## Short problem A
Set out the rows that come after the news story below as a Markdown table with the columns Line and Row content. Number each line and leave out the blank ones.

Mississippi high court will hear case about appointing judges in majority-Black capital city

Jul 5, 2023, 10:34 AM

FILE - Mississippi Supreme Court Chief Justice Mike Randolph confers with his attorneys on May 10, ...

FILE - Mississippi Supreme Court Chief Justice Mike Randolph confers with his attorneys on May 10, 2023, in Hinds County Chancery Court in Jackson, Miss., where a judge heard arguments about a Mississippi law that would create a court system with judges who would be appointed rather than elected. The chancery judge removed Randolph as a defendant and dismissed the lawsuit. Randolph has recused himself from hearing an appeal on Thursday, July 6, 2023, as the plaintiffs ask the state Supreme Court to revive the case. (AP Photo/Rogelio V. Solis, File)

(AP Photo/Rogelio V. Solis, File)

JACKSON, Miss. (AP) — The Mississippi Supreme Court will hear an appeal Thursday as some Jackson residents try to revive one of the lawsuits challenging the appointment, rather than the election, of some judges in the capital city — and the top justice will not take part in the hearing.

Chief Justice Mike Randolph has recused himself from considering the appeal because he said he does not want to prolong the case.

The Jackson residents originally named Randolph as a defendant in the lawsuit because the chief justice is required to appoint five judges, under the law that the suit is trying to block.

Randolph objected to being sued, and a chancery court judge removed him as a defendant. In Randolph’s recusal order on the appeal, he wrote Monday that he is neutral about the constitutionality of the law, which is the central issue in the lawsuit.

“But absent recusal, the Chief Justice’s participation risks prolonging the ‘circus’ and allowing a sideshow to overshadow the center-ring attraction,” Randolph wrote.

He wrote that his decision to step aside on this appeal should not encourage lawyers to sue judges.

“Just suing a judge does not mandate his recusal,” Randolph wrote.

## Short problem B
Return a passage of the news story above word for word. Begin at the words that have "Chief Justice Mike Randolph has", and stop after "in the lawsuit.".

## Listing
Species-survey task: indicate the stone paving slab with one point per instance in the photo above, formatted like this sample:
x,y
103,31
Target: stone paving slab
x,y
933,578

## Full solution A
| Line | Row content |
|---|---|
| 1 | Species-survey task: indicate the stone paving slab with one point per instance in the photo above, formatted like this sample: |
| 2 | x,y |
| 3 | 103,31 |
| 4 | Target: stone paving slab |
| 5 | x,y |
| 6 | 933,578 |

## Full solution B
Chief Justice Mike Randolph has recused himself from considering the appeal because he said he does not want to prolong the case.

The Jackson residents originally named Randolph as a defendant in the lawsuit because the chief justice is required to appoint five judges, under the law that the suit is trying to block.

Randolph objected to being sued, and a chancery court judge removed him as a defendant. In Randolph’s recusal order on the appeal, he wrote Monday that he is neutral about the constitutionality of the law, which is the central issue in the lawsuit.